Görev Tanımı A
Aşağıdaki asgari ücret metnine göre Asgari Ücret Tespit Komisyonu toplantısına kim başkanlık etmektedir?

İşçi, işveren ve hükümet temsilcilerinden oluşan Asgari Ücret Tespit Komisyonu, 2022'nin ikinci altı ayında asgari ücrete yapılacak artışı belirlemek üzere toplandı.
Çalışma ve Sosyal Güvenlik Bakanı Vedat Bilgin'in başkanlığında, Bakanlığın Reşat Moralı Salonu'ndaki toplantıda, Türkiye İşçi Sendikaları Konfederasyonu (TÜRK-İŞ) Genel Başkanı Ergün Atalay ve Türkiye İşveren Sendikaları Konfederasyonu (TİSK) Yönetim Kurulu Başkanı Özgür Burak Akkol da yer alıyor.
Toplantıda, işçi kesimi adına TÜRK-İŞ, işveren kesimi adına TİSK asgari ücrette yapılacak artışa dair görüş ve önerilerini sunacak.

Verilen Satırlar
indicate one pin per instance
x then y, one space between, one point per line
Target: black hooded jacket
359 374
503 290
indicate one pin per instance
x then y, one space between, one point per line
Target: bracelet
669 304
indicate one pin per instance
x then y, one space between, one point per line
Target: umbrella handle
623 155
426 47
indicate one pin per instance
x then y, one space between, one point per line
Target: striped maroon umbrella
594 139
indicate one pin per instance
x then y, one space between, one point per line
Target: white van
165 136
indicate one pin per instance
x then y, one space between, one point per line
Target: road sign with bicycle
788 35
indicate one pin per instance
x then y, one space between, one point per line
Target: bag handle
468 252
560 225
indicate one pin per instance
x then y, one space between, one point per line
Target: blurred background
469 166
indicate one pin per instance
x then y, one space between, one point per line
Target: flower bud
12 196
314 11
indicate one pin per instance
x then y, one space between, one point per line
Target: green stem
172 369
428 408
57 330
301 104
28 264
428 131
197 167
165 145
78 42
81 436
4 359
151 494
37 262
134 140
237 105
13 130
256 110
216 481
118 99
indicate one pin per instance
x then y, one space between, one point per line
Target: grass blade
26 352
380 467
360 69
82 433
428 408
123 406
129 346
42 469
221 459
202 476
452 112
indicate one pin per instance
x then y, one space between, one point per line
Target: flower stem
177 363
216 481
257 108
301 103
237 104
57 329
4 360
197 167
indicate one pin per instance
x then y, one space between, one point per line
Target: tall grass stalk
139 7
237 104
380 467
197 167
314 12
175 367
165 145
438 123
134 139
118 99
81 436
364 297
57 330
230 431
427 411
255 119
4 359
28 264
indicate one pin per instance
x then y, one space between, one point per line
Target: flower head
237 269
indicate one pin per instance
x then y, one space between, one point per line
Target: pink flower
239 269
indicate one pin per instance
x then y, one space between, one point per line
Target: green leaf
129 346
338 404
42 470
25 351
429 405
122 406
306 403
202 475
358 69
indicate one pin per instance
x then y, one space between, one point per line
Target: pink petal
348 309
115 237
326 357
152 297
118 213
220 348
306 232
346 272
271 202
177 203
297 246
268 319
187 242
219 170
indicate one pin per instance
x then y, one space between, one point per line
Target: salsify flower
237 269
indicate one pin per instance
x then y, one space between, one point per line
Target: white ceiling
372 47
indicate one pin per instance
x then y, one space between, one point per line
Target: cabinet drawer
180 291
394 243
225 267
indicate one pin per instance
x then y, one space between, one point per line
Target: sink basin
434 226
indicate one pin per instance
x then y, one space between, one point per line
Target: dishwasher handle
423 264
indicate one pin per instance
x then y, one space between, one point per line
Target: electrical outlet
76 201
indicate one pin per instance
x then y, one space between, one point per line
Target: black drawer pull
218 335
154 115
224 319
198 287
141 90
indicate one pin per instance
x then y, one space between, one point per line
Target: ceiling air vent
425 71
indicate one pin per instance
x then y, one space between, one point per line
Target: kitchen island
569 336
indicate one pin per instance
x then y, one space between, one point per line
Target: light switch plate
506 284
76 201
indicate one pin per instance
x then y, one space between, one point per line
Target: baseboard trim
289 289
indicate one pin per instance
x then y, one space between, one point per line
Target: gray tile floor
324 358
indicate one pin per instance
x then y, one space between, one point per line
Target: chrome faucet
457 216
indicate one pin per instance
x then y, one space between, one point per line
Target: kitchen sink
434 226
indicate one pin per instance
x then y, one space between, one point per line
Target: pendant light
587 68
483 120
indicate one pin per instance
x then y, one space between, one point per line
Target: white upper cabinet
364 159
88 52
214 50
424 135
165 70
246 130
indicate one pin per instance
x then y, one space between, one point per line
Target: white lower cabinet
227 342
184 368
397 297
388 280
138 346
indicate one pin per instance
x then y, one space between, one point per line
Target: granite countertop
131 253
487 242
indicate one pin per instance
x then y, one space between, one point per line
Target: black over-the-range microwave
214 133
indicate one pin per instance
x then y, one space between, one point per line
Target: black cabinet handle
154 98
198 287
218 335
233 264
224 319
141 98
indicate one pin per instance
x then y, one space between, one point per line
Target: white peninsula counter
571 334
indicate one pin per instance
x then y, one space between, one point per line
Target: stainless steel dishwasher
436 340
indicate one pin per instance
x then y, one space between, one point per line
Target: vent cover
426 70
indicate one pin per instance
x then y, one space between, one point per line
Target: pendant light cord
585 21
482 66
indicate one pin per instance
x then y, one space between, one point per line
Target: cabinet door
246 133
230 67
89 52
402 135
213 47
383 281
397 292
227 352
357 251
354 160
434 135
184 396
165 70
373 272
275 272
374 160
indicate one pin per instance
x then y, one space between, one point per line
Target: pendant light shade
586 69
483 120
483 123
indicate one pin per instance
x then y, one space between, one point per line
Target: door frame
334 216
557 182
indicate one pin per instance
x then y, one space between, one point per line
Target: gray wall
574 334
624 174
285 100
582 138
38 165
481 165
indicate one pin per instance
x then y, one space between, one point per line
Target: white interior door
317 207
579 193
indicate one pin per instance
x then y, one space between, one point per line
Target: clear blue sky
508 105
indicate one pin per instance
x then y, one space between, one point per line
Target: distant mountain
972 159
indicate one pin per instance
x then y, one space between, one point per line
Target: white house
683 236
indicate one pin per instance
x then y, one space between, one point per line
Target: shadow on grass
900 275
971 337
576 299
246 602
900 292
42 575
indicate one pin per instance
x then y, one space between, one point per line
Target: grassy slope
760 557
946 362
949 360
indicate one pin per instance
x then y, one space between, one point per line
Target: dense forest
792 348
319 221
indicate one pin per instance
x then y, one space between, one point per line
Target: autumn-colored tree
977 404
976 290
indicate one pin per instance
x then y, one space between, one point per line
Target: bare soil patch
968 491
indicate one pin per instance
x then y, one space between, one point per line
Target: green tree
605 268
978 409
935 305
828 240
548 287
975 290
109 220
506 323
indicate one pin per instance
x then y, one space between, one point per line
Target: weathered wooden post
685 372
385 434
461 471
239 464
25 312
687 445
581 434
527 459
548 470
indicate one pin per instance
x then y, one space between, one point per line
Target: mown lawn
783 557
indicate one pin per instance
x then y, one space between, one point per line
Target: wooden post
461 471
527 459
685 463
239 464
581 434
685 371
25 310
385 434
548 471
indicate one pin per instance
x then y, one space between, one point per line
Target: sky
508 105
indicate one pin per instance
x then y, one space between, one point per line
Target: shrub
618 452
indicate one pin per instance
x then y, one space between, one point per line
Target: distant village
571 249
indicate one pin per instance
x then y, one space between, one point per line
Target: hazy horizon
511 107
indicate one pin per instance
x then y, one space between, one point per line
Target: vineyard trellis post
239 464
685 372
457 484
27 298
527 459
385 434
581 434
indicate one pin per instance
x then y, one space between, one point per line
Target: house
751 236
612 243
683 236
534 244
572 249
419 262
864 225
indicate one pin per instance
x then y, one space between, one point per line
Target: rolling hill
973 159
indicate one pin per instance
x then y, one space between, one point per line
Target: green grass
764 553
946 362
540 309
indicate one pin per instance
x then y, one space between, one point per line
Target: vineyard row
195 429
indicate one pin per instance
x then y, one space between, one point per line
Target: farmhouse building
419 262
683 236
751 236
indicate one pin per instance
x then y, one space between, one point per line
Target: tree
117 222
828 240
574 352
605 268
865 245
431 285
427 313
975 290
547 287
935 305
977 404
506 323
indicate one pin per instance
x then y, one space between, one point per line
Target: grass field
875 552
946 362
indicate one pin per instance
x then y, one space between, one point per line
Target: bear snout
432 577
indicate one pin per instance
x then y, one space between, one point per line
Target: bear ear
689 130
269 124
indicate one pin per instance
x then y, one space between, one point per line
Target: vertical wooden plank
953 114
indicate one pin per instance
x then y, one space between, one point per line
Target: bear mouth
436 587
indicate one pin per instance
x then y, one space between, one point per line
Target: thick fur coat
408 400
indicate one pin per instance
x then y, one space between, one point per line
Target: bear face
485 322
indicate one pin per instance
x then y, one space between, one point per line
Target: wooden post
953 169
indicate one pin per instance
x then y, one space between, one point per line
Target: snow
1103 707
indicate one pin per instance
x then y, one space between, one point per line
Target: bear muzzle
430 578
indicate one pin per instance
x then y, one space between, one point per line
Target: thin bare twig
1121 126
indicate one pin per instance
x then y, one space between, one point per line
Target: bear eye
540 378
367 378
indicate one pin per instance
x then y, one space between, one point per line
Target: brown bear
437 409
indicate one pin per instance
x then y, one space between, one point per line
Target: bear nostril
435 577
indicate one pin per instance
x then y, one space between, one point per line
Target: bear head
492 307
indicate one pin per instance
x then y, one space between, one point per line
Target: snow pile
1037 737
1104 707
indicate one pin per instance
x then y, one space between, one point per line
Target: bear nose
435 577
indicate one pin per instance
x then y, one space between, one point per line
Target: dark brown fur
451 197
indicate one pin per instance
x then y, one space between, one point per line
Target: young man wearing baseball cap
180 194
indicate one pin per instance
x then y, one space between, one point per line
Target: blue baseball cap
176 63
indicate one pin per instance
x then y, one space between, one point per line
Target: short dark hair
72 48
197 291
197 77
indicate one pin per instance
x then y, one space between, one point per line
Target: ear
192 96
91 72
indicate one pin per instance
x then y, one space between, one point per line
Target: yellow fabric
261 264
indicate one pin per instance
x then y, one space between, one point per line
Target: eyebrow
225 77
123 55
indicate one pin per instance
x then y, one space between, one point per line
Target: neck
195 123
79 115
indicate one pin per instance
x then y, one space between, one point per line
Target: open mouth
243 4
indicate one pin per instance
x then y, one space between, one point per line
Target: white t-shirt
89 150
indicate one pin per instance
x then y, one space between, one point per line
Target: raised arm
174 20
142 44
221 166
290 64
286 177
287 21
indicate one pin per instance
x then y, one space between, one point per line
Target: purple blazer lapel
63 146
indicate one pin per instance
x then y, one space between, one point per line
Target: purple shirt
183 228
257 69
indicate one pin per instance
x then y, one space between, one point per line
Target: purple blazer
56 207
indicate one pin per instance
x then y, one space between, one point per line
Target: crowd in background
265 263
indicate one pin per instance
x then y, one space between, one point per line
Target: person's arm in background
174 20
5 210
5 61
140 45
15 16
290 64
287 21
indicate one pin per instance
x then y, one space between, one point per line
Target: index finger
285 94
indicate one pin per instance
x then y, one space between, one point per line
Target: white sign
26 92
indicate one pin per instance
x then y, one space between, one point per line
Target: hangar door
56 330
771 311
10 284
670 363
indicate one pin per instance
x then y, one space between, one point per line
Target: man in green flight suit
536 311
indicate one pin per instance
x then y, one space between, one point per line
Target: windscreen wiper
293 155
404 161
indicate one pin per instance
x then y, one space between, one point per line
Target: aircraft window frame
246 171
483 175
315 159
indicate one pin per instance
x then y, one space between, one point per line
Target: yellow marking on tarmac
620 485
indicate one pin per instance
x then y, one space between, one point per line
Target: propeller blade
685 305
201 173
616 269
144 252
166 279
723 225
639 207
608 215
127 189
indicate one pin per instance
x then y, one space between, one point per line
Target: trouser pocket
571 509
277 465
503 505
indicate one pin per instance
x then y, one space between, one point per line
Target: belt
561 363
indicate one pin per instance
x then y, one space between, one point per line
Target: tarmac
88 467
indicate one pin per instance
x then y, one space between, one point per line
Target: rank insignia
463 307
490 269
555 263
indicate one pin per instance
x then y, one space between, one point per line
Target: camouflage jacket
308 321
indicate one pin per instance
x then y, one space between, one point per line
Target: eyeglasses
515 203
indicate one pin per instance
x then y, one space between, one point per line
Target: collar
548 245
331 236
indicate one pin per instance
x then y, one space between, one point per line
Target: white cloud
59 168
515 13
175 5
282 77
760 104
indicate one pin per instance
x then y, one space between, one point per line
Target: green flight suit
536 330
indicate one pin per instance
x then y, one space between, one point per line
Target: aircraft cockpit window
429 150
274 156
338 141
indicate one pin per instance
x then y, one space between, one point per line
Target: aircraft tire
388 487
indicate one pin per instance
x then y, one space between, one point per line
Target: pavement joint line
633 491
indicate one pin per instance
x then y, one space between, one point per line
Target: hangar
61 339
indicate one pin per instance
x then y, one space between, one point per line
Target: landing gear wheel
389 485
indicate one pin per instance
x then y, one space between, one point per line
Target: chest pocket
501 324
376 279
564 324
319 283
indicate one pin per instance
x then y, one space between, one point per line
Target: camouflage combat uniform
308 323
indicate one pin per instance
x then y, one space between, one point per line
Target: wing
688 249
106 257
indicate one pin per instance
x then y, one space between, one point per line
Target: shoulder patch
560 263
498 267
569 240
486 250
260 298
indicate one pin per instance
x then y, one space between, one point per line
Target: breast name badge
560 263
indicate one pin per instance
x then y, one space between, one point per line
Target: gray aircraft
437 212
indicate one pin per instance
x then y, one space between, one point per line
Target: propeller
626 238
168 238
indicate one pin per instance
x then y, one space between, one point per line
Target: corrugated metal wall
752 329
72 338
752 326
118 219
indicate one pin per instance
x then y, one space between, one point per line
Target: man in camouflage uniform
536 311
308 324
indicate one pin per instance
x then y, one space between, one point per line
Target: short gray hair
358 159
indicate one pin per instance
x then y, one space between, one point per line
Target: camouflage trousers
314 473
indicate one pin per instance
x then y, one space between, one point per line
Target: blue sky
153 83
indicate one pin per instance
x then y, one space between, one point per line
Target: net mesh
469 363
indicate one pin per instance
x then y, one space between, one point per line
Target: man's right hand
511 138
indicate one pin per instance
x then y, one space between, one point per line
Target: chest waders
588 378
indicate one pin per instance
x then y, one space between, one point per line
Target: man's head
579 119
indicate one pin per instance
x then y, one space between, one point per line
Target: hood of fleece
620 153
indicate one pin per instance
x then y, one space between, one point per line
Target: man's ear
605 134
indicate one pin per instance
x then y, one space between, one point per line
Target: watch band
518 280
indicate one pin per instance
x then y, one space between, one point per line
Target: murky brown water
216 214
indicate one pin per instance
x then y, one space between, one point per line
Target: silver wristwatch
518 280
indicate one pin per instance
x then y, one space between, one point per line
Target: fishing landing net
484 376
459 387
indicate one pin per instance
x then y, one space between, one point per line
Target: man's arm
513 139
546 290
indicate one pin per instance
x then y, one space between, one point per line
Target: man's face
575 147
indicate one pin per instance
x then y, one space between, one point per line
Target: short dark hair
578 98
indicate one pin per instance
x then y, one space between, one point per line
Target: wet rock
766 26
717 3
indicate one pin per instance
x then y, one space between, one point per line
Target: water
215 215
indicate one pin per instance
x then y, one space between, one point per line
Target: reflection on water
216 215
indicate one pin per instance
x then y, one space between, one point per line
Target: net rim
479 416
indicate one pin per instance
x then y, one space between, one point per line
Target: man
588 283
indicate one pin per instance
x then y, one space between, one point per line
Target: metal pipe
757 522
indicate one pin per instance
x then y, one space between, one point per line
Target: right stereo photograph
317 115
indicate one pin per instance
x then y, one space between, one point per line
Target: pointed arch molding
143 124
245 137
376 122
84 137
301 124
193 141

Görev Tanımı B
Yukarıdaki satırlardan kaçının "kitchen" sözcüğünü içerdiğini hesaplayınız ve yalnızca sayıyı yazınız.

Nihai Sonuç A
Çalışma ve Sosyal Güvenlik Bakanı Vedat Bilgin.

Nihai Sonuç B
2